Section du texte =

A. L’après 1905 : Vers une nouvelle chrétienté ?

Durant des décennies, l’Eglise catholique tenta de faire face au mouvement de privatisation du religieux induit par la loi de 1905, qui impliquait la fin de son emprise sur l’ensemble de la société. Son emprise sur le système politique, son association à la défense de l’Ancien Régime en témoigne, elle aussi disparaissait. Progressivement, elle abandonna la conception intégrale de son mode de présence dans la société, selon laquelle l’institution estimait manquer à sa mission si elle laissait certains pans de la vie sociale échapper à son action et à sa vigilance.

A cette évolution correspond aussi un affaiblissement continu de son audience. La prise de conscience de son absence dans des couches nombreuses de la population, ouvrières notamment, conduit l’Eglise à la fin du XIXe siècle, et plus encore durant l’entre deux guerres, à mettre en œuvre une stratégie de reconquête. Ce seront les missions dont subsistent dans le paysage rural ou urbain, ici et là, les croix de mission érigées en souvenir. Ce seront les patronages qui prennent en charge, en dehors de l’école, devenue publique, la vie des jeunes dans des activités sportives, culturelles ou sociales. 33 Les « patros » défilent dans la rue, oriflammes en tête. Ce sera dans l’entre deux guerres la création de « l’Action catholique », et notamment de l’Action catholique spécialisée, avec ses mouvements de jeunesse : Jeunesse ouvrière chrétienne (JOC), Jeunesse agricole catholique (JAC), Jeunesse indépendante chrétienne (JIC), Jeunesse étudiante chrétienne (JEC), Jeunesse maritime chrétienne (JMC), puis ses mouvements adultes. « Nous referons chrétiens nos frères : » proclamaient la JOC dont les grands rassemblements manifestaient le projet d’une société redevenue chrétienne. A l’instar des membres des autres mouvements d’Action catholique ou les scouts(200000 jeunes et la Fédération culturelle et sportive de France, laïcisée tout de même, 500000), le jociste montre publiquement son appartenance et sa conviction par le port d’un insigne. Il vend son journal à la criée. Il ou elle est invité à manifester publiquement sa foi, notamment le Vendredi en cessant le travail quelques minutes au milieu de l’après midi. Cela perdurera lorsque les jocistes iront au STO en Allemagne, durant la seconde guerre mondiale, conduisant certains à la déportation. La conquête chrétienne, comme avant, a ses martyrs. L’action catholique comptait 403000 personnes 34 en 1997. Dans ce contexte, la défense de l’enseignement confessionnel demeure pour l’Eglise un enjeu essentiel. La plupart de ses prêtres et de ses militants en sont issus.

Défi 1 = Recopiez le passage du texte sur l'Église après 1905 qui commence à « Durant des décennies, l’Eglise » et se termine à « à sa vigilance. », en substituant « influence » à « emprise ».
Le texte sur l'Église après 1905 n'a aucun lien avec les entrées.

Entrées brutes
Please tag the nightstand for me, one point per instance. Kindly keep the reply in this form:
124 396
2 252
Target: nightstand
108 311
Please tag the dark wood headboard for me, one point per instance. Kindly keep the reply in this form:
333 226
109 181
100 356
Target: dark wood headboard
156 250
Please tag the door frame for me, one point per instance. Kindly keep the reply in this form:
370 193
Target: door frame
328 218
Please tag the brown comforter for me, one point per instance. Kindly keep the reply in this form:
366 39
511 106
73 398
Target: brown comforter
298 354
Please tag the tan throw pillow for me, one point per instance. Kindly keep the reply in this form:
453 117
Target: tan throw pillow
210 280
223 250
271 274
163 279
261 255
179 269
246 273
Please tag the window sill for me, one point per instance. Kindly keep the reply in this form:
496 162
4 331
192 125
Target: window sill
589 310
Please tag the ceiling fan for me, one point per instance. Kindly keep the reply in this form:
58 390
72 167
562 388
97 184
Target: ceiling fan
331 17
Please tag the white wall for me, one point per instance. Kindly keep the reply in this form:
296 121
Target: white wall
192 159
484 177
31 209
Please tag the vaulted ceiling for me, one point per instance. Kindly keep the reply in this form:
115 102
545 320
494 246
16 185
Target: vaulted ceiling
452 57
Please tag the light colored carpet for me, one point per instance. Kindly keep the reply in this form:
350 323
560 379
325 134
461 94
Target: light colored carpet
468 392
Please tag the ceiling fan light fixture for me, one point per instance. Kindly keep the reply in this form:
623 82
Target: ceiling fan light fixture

Défi 2 = Déterminez combien de lignes des entrées contiennent le mot « brown » en respectant la casse, puis donnez uniquement ce nombre.

Résultat 1 =
Durant des décennies, l’Eglise catholique tenta de faire face au mouvement de privatisation du religieux induit par la loi de 1905, qui impliquait la fin de son influence sur l’ensemble de la société. Son influence sur le système politique, son association à la défense de l’Ancien Régime en témoigne, elle aussi disparaissait. Progressivement, elle abandonna la conception intégrale de son mode de présence dans la société, selon laquelle l’institution estimait manquer à sa mission si elle laissait certains pans de la vie sociale échapper à son action et à sa vigilance.

Résultat 2 = 2